=== INSTRUCTION ===
Please give the rows again, starting with the row that contains "tagged: ski jump hill" and going on through the end of the rows. In those rows, replace "bounding box" with "bounding rectangle" and leave everything else unchanged.

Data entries
------------

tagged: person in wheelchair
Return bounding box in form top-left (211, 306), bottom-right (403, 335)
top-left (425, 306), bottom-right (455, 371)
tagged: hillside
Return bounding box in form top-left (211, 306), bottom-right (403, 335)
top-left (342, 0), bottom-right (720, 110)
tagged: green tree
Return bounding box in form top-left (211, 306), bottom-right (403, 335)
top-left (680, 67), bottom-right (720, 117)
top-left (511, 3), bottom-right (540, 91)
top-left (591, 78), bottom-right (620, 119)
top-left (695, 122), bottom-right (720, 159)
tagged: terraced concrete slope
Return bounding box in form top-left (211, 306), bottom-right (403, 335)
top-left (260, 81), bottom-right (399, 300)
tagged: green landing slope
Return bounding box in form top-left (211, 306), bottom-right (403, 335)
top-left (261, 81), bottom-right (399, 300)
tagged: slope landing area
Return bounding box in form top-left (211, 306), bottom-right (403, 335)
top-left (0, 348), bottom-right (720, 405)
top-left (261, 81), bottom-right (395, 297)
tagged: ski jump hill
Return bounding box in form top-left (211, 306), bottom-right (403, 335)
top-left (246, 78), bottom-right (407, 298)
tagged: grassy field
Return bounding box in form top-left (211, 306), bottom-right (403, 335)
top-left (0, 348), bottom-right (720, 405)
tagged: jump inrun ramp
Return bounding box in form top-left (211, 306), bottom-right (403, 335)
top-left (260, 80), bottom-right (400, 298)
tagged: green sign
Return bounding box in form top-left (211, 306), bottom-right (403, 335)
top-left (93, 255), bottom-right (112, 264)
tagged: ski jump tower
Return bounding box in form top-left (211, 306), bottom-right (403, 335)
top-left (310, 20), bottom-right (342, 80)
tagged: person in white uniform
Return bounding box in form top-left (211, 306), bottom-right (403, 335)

------------

=== RESPONSE ===
tagged: ski jump hill
Return bounding rectangle in form top-left (211, 306), bottom-right (403, 335)
top-left (246, 78), bottom-right (407, 298)
tagged: grassy field
Return bounding rectangle in form top-left (211, 306), bottom-right (403, 335)
top-left (0, 348), bottom-right (720, 405)
tagged: jump inrun ramp
Return bounding rectangle in form top-left (211, 306), bottom-right (403, 335)
top-left (260, 80), bottom-right (400, 298)
tagged: green sign
Return bounding rectangle in form top-left (211, 306), bottom-right (403, 335)
top-left (93, 255), bottom-right (112, 264)
tagged: ski jump tower
Return bounding rectangle in form top-left (211, 306), bottom-right (403, 335)
top-left (310, 20), bottom-right (342, 80)
tagged: person in white uniform
Return bounding rectangle in form top-left (211, 306), bottom-right (403, 335)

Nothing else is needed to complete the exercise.